— begin EXCERPTED PASSAGE —

Abraham Walkowitz (Siberia, b. 1878) and Milton Resnick (Ukraine, b. 1917), each of whom had a small retrospective in New York City, are incidentally linked by their respective embrace of Modernism and their common ethnic background. Born within twenty years apart, each immigrated to New York City at an early age. Walkowitz, who immigrated during the early teens of the twentieth century, was one of a handful of Americans to embrace Modernism. After his studies at the National Academy of Design, he travelled to Paris to attend the Academy Julien when the city was a hotbed for the avant garde styles. Resnick’s coming of age began after his discharge from the United States Army when he studied in Paris after WWII under the GI Bill, making contact with artists such as Brancusi, and later participating in the formation of Abstract Expressionist styles. While fairly little is known of Walkowitz, Resnick had a deeply wrought philosophy of art. What they hold in common is the spirit of aesthetic adventure to see things new fused with social consciousness that was grounded by an awareness of their Eastern European roots, paralleled by the dramatic potential of America.
Abraham Walkowitz’ studies and drawings at Figureworks Gallery in Williamsburg comprised eight years of work, from 1900-1908 (from just prior to his first exhibition at Alfred Stiegletz’ 291 Gallery in 1908). Walkowitz was part of a group of young artists Stieglitz exhibited - like John Marin and Marsden Hartley - who likewise had travelled to Paris and returned to follow the artistic events in Europe, with each showing four years later in the Armory Show. As a whole, all of Walkowitz’ drawings have a freshness in which the face of the paper speaks through his direct yet abstract mark making. Included are roughly two thematic categories of high and low themes: the dream work of avant garde Paris pursued through lyrical, linear studies of movement. Based on dances by Isadora Duncan, they suggest her free flowing motion through Walkowitz’ use of continuous “automatic” line. The selection of drawings here is only a small sampling of the many hundreds that Walkowitz completed in which Duncan’s figure dematerialises into loosely woven strands of single, lyrically looping lines. Sketchbook in scale, optimistic and youthful in spirit, they reflect the influence of Rodin whose studio Walkowitz had visited, and whose figure studies were shown at 291 in 1908. The relationship of dance to painting was also a topic that was written about in Stiegletz’ magazine Camera Work, where the adaptation of the “aesthetic rules of painting” to photography was theorized. This publication created a milieu that must have encouraged Walkowitz’ experiments in translating temporal movements of Duncan’s body as quickly as the camera could capture reflective light.
Walkowitz’ portraits of people on the streets of New York portray groups of figures who face the viewer and reflect both a collective memory of Eastern Europe and his own immigrant experiences. Painted with a thick brushwork of open mark making, they fuse an expressionist touch that is reminiscent of Prendergast’s intimate, Nabi-like vision. Likewise, when Walkowitz became part of Stieglitz’ inner circle, he introduced Stieglitz to his poor yet articulately fervent friends from the Lower East Side.

— end EXCERPTED PASSAGE —
— begin GIVEN INFORMATION —

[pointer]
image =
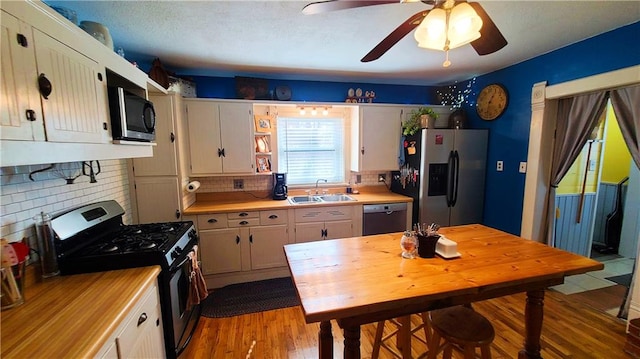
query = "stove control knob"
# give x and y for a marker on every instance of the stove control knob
(176, 252)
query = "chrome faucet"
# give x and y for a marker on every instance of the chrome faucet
(319, 179)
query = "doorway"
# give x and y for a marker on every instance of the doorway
(590, 213)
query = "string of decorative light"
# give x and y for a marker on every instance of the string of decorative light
(457, 95)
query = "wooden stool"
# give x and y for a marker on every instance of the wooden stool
(462, 327)
(403, 333)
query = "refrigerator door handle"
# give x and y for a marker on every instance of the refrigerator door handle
(450, 178)
(456, 170)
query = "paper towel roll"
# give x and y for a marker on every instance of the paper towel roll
(193, 186)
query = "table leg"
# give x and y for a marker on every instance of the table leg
(325, 339)
(533, 314)
(352, 342)
(403, 340)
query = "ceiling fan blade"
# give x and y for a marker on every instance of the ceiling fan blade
(491, 39)
(395, 36)
(334, 5)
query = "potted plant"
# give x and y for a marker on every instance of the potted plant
(419, 118)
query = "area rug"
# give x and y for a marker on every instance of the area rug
(252, 297)
(624, 279)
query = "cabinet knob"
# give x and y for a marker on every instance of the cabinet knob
(142, 318)
(45, 86)
(22, 40)
(31, 115)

— end GIVEN INFORMATION —

_STATED GOAL A_.
For each statement, say whether it agrees with the passage on Walkowitz and Resnick, answering yes or no and quoting the words from the passage that decide it: (i) Resnick studied in Paris under the GI Bill after World War II. (ii) The Walkowitz drawings at Figureworks Gallery span work from 1900 to 1912. (iii) Walkowitz introduced Stieglitz to friends from the Lower East Side.
_STATED GOAL B_.
According to the passage on Walkowitz and Resnick, whose dances were the basis for Walkowitz's linear studies of movement?

_SOLUTION A_.
(i) Yes: "he studied in Paris after WWII under the GI Bill"
(ii) No: "comprised eight years of work, from 1900-1908"
(iii) Yes: "he introduced Stieglitz to his poor yet articulately fervent friends from the Lower East Side"

_SOLUTION B_.
Isadora Duncan's.